=== JOB 1 ===
Please reproduce word for word the part of the excerpt on judicial management that begins at the words "Rule 13 sets" and stops after the words "of the application.".
=== JOB 2 ===
Summarize the excerpt on judicial management in two sentences.

=== DOCUMENT EXCERPT ===
########

The position at the appellate level was subsequently considered in Desa Tiasa Sdn Bhd v CME Group Bhd & Anor [2026] 1 MLJ 431 (the Desa Tiasa case), decided on 15 December 2025, where the Court of Appeal answered the question in the negative.
That said, the position is not yet finally settled. As discussed further below, leave to appeal to the Federal Court has since been obtained by Bellajade, and the appeal remains pending.
Two provisions in the CRM Rules lie at the centre of this issue, namely Rules 13 and 2.
Rule 13 sets out the categories of parties entitled to appear and oppose a JM application at the hearing. The rule is limited to two classes of persons:
(a) A person entitled to appoint a receiver or receiver and manager over the company’s assets (typically a debenture holder); and
(b) A secured creditor. Unsecured creditors are notably absent from the list.
Meanwhile, rule 2 operates as a gap-filling provision. It provides that where the CRM Rules do not prescribe a specific procedure, the general Rules of Court 2012 (ROC 2012) shall apply. Relying on this provision, some courts had taken the view that the general right of intervention under the ROC 2012 could be imported into JM proceedings, thereby permitting unsecured creditors to participate on the basis that their legal interests may be affected by the outcome of the application.
The tension between these two provisions formed the central issue before the Court in the Desa Tiasa case.
On one hand, the High Court in Goldpage Assets Sdn Bhd v Unique Mix Sdn Bhd [2020] MLJU 723 took the view that Rule 13 was inconsistent with the Companies Act 2016 (CA 2016), which does not expressly prohibit creditors from being heard in JM proceedings. On that basis, the court held that Rule 13 was void to the extent of such inconsistency.
On the other hand, an earlier High Court decision had reached the opposite conclusion, although that decision was subsequently overturned on appeal by the Court of Appeal without written grounds being issued. This left the legal position in a state of considerable uncertainty prior to the Desa Tiasa case.
Decision Of The Court of Appeal
The facts in the Desa Tiasa case illustrate why this issue carries significant practical implications.
Bellajade Sdn Bhd (Bellajade), a creditor of CME Group Bhd (CME), had obtained judgment against CME for the sum of RM6,364,256.85 and subsequently filed a winding-up petition against the company. However, before the winding-up petition could proceed, Desa Tiasa Sdn Bhd (Desa Tiasa) applied to place CME under judicial management. The filing of the JM application effectively stayed or suspended the progress of the winding-up proceedings.
In response, Bellajade applied to intervene in the JM proceedings in order to protect its interests as a judgment creditor and petitioner in the winding-up proceedings. The High Court allowed Bellajade’s intervention. Desa Tiasa then appealed.
The Court of Appeal allowed the appeal and set aside the High Court’s decision permitting Bellajade’s intervention. The Court of Appeal held, amongst others, as follows:
Rule 2 operates merely as a gap-filling provision. It only applies where the CRM Rules are silent on a procedural issue. In the context of who may appear and oppose a JM application, the CRM Rules are not silent. Rule 13 expressly addresses the issue. Accordingly, there was no scope for Rule 2 to be invoked so as to import the general intervention principles under the ROC 2012 into JM proceedings.

########

=== DATA EXCERPTS ===
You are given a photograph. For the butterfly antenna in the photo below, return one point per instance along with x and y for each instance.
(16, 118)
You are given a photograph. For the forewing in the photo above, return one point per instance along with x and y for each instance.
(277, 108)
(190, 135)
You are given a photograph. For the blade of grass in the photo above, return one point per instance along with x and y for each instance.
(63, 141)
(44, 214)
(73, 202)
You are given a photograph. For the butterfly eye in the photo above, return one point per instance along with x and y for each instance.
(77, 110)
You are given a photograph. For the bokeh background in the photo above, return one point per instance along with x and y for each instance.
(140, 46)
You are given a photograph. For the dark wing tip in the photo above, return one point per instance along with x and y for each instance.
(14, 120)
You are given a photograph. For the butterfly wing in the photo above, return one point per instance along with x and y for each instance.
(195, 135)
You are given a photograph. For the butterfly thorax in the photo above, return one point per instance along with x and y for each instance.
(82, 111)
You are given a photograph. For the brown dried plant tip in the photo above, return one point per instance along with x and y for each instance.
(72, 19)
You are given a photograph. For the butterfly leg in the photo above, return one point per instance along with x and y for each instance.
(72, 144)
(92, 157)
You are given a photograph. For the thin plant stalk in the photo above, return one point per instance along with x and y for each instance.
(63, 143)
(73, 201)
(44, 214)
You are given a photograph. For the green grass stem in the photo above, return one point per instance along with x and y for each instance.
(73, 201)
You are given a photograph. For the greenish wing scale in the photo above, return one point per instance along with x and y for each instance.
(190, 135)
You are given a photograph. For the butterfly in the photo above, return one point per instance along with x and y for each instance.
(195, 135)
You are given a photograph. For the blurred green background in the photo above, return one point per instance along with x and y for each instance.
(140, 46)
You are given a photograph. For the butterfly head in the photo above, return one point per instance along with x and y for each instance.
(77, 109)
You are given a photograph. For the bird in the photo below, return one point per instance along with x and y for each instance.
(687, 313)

########

=== TASK RESULT 1 ===
Rule 13 sets out the categories of parties entitled to appear and oppose a JM application at the hearing. The rule is limited to two classes of persons:
(a) A person entitled to appoint a receiver or receiver and manager over the company’s assets (typically a debenture holder); and
(b) A secured creditor. Unsecured creditors are notably absent from the list.
Meanwhile, rule 2 operates as a gap-filling provision. It provides that where the CRM Rules do not prescribe a specific procedure, the general Rules of Court 2012 (ROC 2012) shall apply. Relying on this provision, some courts had taken the view that the general right of intervention under the ROC 2012 could be imported into JM proceedings, thereby permitting unsecured creditors to participate on the basis that their legal interests may be affected by the outcome of the application.

=== TASK RESULT 2 ===
In the Desa Tiasa case, the Court of Appeal set aside a High Court decision that had let Bellajade, a judgment creditor with a winding-up petition against CME, intervene in judicial management proceedings over CME, though Bellajade has since obtained leave to appeal to the Federal Court. The court held that Rule 2 of the CRM Rules fills gaps only where those rules are silent, and because Rule 13 expressly limits who may appear and oppose a JM application to persons entitled to appoint a receiver and secured creditors, the general intervention principles of the ROC 2012 could not be imported.